■ Consigne 1 ■
Dans l'extrait sur la parentalité, par quelles trois missions complémentaires passe immanquablement le soutien à la parentalité ?

■ Extrait du texte ■
----

Si la famille nourrit, protège, nomme, et transmet dans la plupart des sociétés humaines la parentalité elle, n’a visiblement qu’un seul rôle : éduquer l’enfant et particulièrement l’éduquer pour préparer sa vie en société, son intégration et sa capacité de vivre au sein des institutions.

Dès lors , soutenir la parentalité, objectif public depuis la circulaire CNAF de 1998, c’est soutenir en particulier cette mission éducative, ce qui immanquablement passe toujours par trois missions complémentaires : soutenir, pénaliser et guider.

Or ces trois modes d’action sont rigoureusement identiques à ceux qui sont destinés aux enfants et nous voyons ainsi que le parent, en tant qu’individu est toujours perçu comme une sorte de mineur, un « responsable » toujours en danger de manquer de responsabilité, un soutien toujours défaillant, un agent double et trouble.

Ainsi, l’invention de la parentalité, révèle l’usage politique de ce concept tout en dépolitisant en quelque sorte l’idée de la famille. Car une famille, comme la politique qui lui est liée, c’est une institution qui est inscrite dans une réalité politique, économique et sociale.

De toute évidence, au cours des âges, la préoccupation principale des familles n’a été qu’accessoirement d’éduquer les enfants (et encore faudrait il s’entendre ce que ce terme pouvait bien signifier pour une famille de l’Ancien Régime, ou même du XIXème siècle, par exemple). La première (pré)occupation des familles était en effet économique et consistait à favoriser l’activité de ses membres et d’assurer ses ressources.

----

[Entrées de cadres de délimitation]
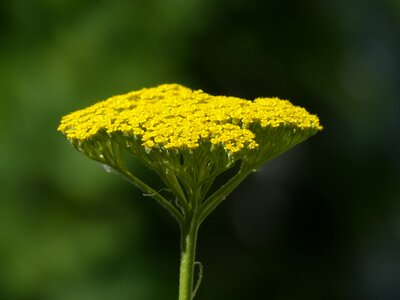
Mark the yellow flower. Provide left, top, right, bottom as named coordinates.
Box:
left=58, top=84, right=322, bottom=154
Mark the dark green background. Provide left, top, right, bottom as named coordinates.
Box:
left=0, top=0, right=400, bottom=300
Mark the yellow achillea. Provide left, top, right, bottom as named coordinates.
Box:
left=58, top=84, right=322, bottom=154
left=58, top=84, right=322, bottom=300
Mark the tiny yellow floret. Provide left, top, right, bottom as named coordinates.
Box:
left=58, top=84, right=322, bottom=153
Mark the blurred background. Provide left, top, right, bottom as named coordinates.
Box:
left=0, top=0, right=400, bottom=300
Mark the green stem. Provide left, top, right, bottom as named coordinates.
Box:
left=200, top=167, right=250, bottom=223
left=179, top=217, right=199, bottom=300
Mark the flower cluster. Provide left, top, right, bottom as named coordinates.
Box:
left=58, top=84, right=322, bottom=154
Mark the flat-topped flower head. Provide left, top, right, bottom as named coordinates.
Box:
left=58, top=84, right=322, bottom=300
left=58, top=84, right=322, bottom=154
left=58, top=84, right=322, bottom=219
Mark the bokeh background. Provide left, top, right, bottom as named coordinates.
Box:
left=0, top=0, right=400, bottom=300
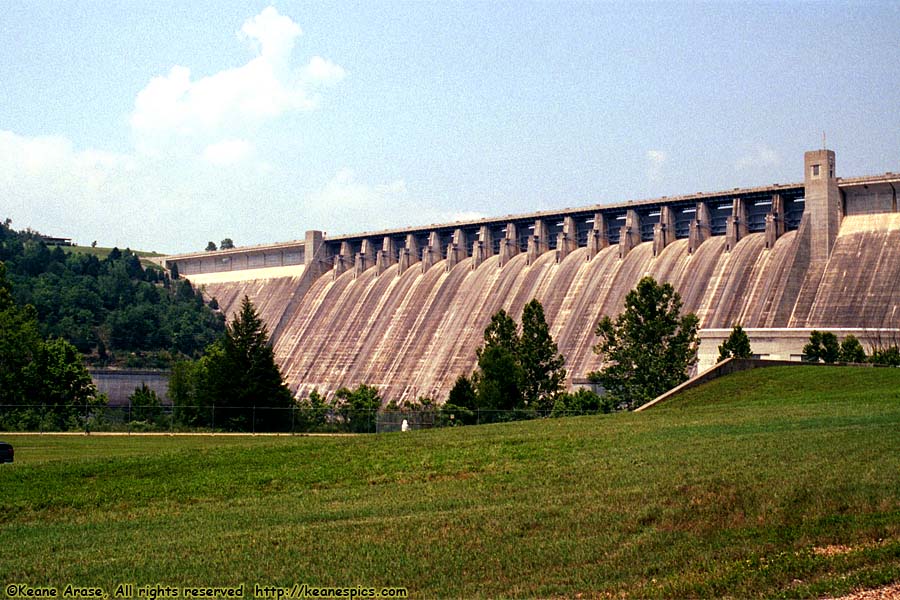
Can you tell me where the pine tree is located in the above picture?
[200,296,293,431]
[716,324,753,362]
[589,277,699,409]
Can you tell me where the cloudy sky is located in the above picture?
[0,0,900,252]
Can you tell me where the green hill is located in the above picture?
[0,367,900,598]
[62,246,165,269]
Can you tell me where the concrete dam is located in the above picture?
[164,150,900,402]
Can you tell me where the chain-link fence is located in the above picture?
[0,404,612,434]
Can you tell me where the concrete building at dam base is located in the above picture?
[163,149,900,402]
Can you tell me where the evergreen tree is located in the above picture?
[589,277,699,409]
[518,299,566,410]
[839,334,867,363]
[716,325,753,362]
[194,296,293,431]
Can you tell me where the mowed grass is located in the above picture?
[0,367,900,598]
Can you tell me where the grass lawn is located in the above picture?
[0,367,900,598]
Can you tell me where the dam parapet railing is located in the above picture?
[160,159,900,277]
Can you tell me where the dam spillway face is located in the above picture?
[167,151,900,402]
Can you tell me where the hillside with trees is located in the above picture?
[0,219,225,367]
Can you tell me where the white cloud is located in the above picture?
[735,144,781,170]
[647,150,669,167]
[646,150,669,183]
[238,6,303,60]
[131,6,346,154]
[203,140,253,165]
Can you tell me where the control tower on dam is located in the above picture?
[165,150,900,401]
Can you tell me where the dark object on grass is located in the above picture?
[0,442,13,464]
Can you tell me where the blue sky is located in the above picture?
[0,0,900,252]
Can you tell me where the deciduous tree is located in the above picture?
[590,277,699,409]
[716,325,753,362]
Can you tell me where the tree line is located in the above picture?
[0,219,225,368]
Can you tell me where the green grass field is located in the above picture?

----

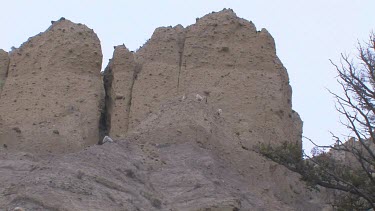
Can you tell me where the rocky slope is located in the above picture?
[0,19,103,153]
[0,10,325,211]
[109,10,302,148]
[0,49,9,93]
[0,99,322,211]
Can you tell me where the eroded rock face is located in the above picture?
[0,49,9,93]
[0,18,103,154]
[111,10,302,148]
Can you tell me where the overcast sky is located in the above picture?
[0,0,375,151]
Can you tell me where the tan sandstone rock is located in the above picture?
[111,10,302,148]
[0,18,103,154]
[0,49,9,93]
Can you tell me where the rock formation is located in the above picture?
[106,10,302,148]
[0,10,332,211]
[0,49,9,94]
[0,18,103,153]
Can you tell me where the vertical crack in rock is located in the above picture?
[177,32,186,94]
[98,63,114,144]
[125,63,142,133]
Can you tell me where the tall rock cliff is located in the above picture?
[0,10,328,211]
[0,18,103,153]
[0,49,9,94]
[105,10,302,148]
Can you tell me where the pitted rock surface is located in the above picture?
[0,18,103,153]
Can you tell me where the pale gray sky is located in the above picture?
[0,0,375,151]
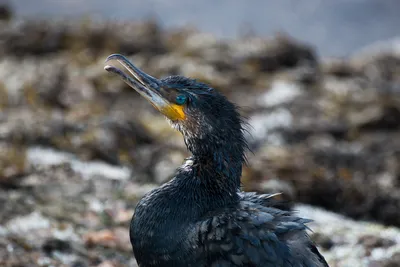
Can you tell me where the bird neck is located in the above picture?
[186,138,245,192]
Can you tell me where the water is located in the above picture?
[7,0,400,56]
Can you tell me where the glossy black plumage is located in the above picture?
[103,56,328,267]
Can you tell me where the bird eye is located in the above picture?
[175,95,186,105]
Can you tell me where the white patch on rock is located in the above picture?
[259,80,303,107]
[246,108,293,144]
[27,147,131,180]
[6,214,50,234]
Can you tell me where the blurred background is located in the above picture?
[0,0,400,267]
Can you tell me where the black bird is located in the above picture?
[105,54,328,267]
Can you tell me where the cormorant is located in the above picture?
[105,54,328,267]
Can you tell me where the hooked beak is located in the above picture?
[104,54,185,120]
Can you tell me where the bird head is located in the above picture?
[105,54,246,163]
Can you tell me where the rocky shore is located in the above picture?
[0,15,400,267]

----

■ Consigne 2 ■
Citez à l'identique les lignes des entrées, de la ligne contenant « Can you tell me where the hillside » jusqu'à la ligne contenant « [165,150,900,401] », ces deux lignes incluses.

■ Résultat 1 ■
Soutenir, pénaliser et guider.

■ Résultat 2 ■
Can you tell me where the hillside with trees is located in the above picture?
[0,219,225,367]
Can you tell me where the white cloud is located in the above picture?
[735,144,781,170]
[647,150,669,167]
[646,150,669,183]
[238,6,303,60]
[131,6,346,154]
[203,140,253,165]
Can you tell me where the control tower on dam is located in the above picture?
[165,150,900,401]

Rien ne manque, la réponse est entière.